*** Excerpted passage Section Begins ***

Quantitative Measurement of Naïve T Cell Association With Dendritic Cells, FRCs, and Blood Vessels in Lymph Nodes

Abstract

T cells play a vital role in eliminating pathogenic infections. To activate, naïve T cells search lymph nodes (LNs) for dendritic cells (DCs). Positioning and movement of T cells in LNs is influenced by chemokines including CCL21 as well as multiple cell types and structures in the LNs. Previous studies have suggested that T cell positioning facilitates DC colocalization leading to T:DC interaction. Despite the influence chemical signals, cells, and structures can have on naïve T cell positioning, relatively few studies have used quantitative measures to directly compare T cell interactions with key cell types. Here, we use Pearson correlation coefficient (PCC) and normalized mutual information (NMI) to quantify the extent to which naïve T cells spatially associate with DCs, fibroblastic reticular cells (FRCs), and blood vessels in LNs. We measure spatial associations in physiologically relevant regions. We find that T cells are more spatially associated with FRCs than with their ultimate targets, DCs. We also investigated the role of a key motility chemokine receptor, CCR7, on T cell colocalization with DCs. We find that CCR7 deficiency does not decrease naïve T cell association with DCs, in fact, CCR7^-/- T cells show slightly higher DC association compared with wild type T cells. By revealing these associations, we gain insights into factors that drive T cell localization, potentially affecting the timing of productive T:DC interactions and T cell activation.

*** Excerpted passage Section Ends ***

* [Work instruction 1] In the abstract on naïve T cell association in lymph nodes, with which cell type are T cells found to be more spatially associated than with DCs?
* [Work instruction 2] Extend the abstract on naïve T cell association in lymph nodes, picking up after its final sentence.
The entries that come after this point have no connection to the abstract on naïve T cell association in lymph nodes.

*** Records supplied Section Begins ***

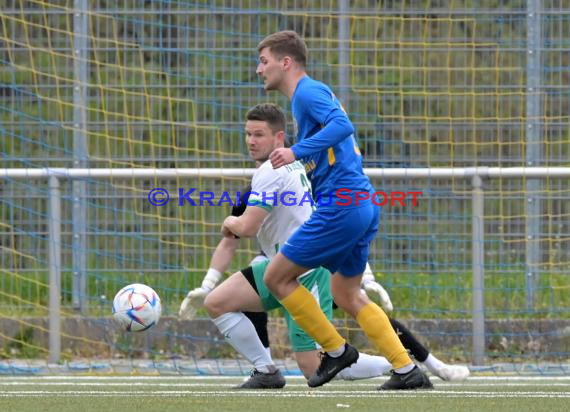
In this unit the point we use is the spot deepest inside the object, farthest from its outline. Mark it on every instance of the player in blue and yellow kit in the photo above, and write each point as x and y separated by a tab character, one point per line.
338	233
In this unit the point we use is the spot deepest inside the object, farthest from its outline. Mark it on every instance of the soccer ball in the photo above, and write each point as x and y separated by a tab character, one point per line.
136	307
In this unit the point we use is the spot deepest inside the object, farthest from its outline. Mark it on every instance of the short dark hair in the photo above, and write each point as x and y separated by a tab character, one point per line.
270	113
286	43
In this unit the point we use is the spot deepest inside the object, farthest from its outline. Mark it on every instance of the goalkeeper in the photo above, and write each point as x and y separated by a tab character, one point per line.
245	291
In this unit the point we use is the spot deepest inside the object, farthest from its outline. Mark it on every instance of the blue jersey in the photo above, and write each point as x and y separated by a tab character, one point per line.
325	142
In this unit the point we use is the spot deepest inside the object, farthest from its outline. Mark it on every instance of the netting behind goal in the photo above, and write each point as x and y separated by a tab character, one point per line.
166	84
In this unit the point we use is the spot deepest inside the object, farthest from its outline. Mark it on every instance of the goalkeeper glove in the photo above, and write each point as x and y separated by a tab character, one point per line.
194	300
375	291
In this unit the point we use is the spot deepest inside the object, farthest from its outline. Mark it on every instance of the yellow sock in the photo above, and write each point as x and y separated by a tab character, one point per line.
305	310
377	327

*** Records supplied Section Ends ***

* [Task response 1] Fibroblastic reticular cells (FRCs).

* [Task response 2]
Keywords: CCR7; FRCs; T cells; dendritic cells; lymph nodes; mutual information.

Figure 1

Notched boxplots displaying PCC (A) and NMI (B) values for T:DC, T:FRC, and T:BV images. Data include 6 T:DC image z-stacks (2 experiments on 2 different days, 2 mice, 4 lymph nodes), 12 T:FRC image z-stacks (3 experiments on 3 different days, 6 lymph nodes), 4 T:BV image z-stacks (2 mice on 2 different days, 3 lymph nodes). Black dots indicate the mean. Median T:DC PCC value = 0.1922, median T:FRCs PCC value = 0.3810, median T:BV PCC value = 0.2447. Mann–Whitney p values for T:DC–T:FRCs < e−4, T:DC–T:BV = 0.0293, and T:FRC-T:BV < e−4. Median T:DC NMI value = 0.0101, median T:FRC NMI value = 0.0798, and median T:BV NMI value = 0.1355. Mann–Whitney p values for T:DC–T:FRC, T:DC–T:BV, and T:FRC-T:BV comparisons < e−4.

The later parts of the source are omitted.